* JOB:
Answer these questions from the callback analysis:
(a) What expected value was used for each group in the chi-square test?
(b) What margin of error did the analysis print?
(c) How many applicants were there in total?

* DOCUMENT PASSAGE:
For this dataset, I used a chi-test, as these are categorical variables. It gave me a means to determine the degree to which the different outcomes are a result or random chance, or if some sort of structural racism is in place. 
* Null Hypothesis--Individuals with African American sounding names and individuals with white sounding names receive callbacks at the same rate
* Alternate Hypothesis--Individuals with African American sounding names and individuals with white sounding names do not receive callbacks at the same rate.
* The expected values I used were based on the number of total callbacks, and assumed a 50/50 rate of callback success. I plugged the actual and the expected into the chisquared method. 

In [14]:
actual=np.array([157, 235])
expected=np.array([196,196])
stats.chisquare(actual, expected)

Power_divergenceResult(statistic=15.520408163265307, pvalue=8.1619303597043846e-05)

This test had 1 degree of freedom and this chi squared stat was highly significant. Indeed, the p-value was less than 0.005. 

I next calculated the confidence interval at 95% confidence and the margin of error. I calculated it as a proportion of the whole. 

In [25]:
afamp=157/392
a=afamp+1.96*(math.sqrt((afamp*(1-afamp))/392))
b=afamp-1.96*(math.sqrt((afamp*(1-afamp))/392))
print("The Confidence Interval = " + str(b)+", " +str(a))
moe=a-b
print("The Margin of Error = "+ str(moe))

The Confidence Interval = 0.3520024990340879, 0.44901790912917733
The Margin of Error = 0.0970154100950894


# Conclusions

* This exercise suggests that one factor that can influence hiring is if a name sounds African American or white. This functions as one cognitive bias that employers exercise (consciously or unconsciously). One potential fix is to screen resumes with the names anonymized, removing this aspect of cognitive bias from the system until later on in the hiring process.
* This exercise does not control for class, educational status, qualifications, previous salary, regional racism, etc., and thus cannot be used uncritically. Further analysis would actually control for these things, and ask, all other factors being equal, are African American sounding applicants less likely to be hired? Of course, systemic racism makes it more difficult to control for these factors, as these are prestige goods that are monopolized by white Americans. 
* Further, the actual amount of successful applicants was quite low in this data. There were only 392 successful applicants out of 4870 total applicants, so it is difficult to know how representative this data is. Maybe it is applicants for a highly seletive position?

(Coordinate annotation entries)

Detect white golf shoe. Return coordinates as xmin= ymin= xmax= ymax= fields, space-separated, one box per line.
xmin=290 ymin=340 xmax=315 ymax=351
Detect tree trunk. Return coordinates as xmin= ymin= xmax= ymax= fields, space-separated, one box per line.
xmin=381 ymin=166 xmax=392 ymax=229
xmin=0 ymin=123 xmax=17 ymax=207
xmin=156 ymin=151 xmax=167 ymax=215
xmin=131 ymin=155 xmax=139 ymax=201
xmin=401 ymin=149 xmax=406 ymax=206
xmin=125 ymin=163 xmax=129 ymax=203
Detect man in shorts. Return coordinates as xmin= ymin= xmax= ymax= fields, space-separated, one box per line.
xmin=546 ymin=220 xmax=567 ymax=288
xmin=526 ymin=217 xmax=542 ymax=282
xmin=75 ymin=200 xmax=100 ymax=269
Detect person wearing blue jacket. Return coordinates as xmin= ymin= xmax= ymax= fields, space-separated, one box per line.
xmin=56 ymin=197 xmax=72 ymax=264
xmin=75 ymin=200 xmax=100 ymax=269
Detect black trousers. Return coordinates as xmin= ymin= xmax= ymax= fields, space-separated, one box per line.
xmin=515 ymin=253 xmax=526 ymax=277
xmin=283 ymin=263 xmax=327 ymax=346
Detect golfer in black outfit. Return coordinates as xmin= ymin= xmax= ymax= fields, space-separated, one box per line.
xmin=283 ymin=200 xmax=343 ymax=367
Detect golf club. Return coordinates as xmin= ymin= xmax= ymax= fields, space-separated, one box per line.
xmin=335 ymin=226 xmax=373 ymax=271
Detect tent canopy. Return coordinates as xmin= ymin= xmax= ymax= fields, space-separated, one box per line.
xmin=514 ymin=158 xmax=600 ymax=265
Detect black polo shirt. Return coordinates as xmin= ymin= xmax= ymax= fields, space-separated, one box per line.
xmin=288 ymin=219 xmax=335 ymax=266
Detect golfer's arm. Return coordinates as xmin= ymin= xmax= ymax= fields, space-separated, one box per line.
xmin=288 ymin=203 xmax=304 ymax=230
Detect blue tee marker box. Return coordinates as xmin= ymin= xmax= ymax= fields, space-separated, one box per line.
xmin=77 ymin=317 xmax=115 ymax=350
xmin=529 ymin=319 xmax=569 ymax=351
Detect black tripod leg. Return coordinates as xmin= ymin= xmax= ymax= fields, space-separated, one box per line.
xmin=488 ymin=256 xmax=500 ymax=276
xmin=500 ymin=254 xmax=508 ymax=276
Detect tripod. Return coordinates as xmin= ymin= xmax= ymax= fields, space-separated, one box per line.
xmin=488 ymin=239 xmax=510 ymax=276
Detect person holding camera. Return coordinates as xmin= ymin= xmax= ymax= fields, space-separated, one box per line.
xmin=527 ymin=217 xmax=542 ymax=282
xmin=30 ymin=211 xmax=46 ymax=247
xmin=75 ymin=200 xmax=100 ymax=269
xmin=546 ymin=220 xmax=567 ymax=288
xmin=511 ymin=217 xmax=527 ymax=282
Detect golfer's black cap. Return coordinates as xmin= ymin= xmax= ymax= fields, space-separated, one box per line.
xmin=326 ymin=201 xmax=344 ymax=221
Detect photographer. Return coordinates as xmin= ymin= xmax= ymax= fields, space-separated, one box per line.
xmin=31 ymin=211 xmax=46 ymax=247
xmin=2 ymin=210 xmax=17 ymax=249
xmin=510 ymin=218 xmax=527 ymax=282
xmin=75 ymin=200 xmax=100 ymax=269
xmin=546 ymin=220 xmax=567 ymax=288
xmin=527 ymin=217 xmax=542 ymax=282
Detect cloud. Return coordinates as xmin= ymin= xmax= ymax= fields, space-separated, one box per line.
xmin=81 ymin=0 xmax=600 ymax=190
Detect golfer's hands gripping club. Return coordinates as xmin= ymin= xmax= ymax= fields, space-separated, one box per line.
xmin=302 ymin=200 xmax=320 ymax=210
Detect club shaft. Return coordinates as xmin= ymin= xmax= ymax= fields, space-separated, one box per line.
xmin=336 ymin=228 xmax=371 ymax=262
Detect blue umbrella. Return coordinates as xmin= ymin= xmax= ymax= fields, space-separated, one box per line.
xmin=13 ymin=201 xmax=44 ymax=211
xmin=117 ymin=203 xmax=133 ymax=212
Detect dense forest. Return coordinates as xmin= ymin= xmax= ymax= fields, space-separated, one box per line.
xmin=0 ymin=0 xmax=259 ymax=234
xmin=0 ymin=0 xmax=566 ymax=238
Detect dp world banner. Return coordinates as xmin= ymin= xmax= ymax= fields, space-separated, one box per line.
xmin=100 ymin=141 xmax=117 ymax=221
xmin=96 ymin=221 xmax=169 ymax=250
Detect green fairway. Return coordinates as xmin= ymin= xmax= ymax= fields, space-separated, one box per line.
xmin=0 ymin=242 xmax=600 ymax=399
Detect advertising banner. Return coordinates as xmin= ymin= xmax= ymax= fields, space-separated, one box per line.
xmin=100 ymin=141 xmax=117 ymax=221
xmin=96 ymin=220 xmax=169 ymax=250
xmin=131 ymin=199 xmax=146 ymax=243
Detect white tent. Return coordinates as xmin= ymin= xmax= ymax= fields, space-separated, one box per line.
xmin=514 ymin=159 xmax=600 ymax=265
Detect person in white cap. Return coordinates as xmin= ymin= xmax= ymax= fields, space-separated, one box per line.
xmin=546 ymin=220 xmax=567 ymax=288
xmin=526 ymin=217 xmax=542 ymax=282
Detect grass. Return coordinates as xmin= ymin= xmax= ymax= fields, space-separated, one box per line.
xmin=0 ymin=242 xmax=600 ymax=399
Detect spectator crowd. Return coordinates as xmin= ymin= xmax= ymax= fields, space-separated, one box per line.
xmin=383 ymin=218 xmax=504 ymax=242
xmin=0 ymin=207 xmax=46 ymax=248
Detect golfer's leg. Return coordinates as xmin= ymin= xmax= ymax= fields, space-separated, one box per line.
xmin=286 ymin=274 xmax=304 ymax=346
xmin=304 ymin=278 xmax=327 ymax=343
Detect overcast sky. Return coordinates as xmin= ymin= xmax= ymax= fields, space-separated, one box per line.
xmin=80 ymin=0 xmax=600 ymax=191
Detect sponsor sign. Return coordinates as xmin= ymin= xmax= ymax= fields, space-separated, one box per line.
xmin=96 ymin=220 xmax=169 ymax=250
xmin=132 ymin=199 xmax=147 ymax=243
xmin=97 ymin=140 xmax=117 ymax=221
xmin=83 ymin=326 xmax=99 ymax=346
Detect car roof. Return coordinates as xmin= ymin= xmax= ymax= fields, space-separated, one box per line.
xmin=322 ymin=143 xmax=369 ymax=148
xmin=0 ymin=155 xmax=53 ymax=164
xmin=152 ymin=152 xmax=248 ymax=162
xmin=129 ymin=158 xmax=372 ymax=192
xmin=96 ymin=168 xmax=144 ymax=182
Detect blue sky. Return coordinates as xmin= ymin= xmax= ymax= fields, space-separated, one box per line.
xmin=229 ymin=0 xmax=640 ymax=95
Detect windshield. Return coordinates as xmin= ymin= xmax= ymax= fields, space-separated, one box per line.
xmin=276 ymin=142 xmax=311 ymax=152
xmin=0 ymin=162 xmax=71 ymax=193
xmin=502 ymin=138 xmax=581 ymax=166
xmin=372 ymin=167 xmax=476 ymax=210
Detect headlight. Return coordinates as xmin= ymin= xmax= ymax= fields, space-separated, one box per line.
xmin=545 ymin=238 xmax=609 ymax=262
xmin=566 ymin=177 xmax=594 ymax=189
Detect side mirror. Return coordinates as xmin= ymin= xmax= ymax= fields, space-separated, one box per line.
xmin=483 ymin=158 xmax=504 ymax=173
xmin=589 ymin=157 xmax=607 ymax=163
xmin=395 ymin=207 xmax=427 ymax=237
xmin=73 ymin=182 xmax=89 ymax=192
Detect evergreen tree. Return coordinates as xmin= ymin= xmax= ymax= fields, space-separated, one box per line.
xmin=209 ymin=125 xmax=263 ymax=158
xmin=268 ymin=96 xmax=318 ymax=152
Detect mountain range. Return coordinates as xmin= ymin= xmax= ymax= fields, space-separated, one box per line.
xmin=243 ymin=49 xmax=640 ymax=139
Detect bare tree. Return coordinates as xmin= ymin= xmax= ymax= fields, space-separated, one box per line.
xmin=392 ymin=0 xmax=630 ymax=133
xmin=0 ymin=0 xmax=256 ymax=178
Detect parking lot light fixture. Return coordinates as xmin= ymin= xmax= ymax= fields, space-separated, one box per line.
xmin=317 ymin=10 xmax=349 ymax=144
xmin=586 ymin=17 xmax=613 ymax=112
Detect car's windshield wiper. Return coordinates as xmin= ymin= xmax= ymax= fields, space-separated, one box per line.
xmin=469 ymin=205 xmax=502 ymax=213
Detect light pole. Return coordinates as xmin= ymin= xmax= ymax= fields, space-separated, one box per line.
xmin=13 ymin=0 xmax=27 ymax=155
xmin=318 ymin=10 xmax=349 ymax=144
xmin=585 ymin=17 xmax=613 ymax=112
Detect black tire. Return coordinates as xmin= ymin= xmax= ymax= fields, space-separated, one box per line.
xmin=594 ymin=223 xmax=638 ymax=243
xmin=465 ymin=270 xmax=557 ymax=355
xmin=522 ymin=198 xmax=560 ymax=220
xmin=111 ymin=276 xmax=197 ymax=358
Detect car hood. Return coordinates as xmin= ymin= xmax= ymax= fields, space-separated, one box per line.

* COMPLETED TASK:
(a) 196
(b) 0.0970154100950894
(c) 4870